- INSTRUCTIONS TO FOLLOW
Revise everything from the start of the records down through the line containing "(1081, 231)", replacing "red stripe" with "crimson stripe" and leaving all else unchanged.

↓

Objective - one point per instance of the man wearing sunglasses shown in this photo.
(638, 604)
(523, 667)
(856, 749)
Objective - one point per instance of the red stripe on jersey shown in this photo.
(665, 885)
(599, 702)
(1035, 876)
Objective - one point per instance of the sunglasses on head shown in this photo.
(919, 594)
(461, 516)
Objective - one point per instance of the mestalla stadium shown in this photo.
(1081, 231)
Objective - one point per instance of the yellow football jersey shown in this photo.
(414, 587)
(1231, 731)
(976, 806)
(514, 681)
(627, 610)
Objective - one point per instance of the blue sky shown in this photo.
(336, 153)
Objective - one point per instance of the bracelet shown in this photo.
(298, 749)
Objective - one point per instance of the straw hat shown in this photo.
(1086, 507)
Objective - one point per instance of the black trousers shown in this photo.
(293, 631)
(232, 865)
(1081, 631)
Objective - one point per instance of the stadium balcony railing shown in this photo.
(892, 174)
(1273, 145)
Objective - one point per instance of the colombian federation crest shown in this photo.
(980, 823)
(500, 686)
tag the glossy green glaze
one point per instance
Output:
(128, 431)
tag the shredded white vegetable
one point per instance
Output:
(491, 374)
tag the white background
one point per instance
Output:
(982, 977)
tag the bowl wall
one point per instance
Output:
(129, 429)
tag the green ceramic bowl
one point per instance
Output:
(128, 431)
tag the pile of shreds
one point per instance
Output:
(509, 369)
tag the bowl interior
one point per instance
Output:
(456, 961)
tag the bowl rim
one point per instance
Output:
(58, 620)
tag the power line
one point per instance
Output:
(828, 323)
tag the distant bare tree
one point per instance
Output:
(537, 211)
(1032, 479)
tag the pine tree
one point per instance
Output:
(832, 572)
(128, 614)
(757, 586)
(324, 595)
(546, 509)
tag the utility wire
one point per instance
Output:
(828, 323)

↑

- ANSWER TO THIS TASK
Objective - one point per instance of the man wearing sunglasses shown in this photo.
(638, 604)
(523, 667)
(856, 749)
Objective - one point per instance of the crimson stripe on jersey shown in this photo.
(665, 885)
(599, 702)
(1035, 876)
Objective - one point per instance of the sunglasses on head shown in this photo.
(919, 594)
(461, 516)
Objective - one point per instance of the mestalla stadium shown in this photo.
(1081, 231)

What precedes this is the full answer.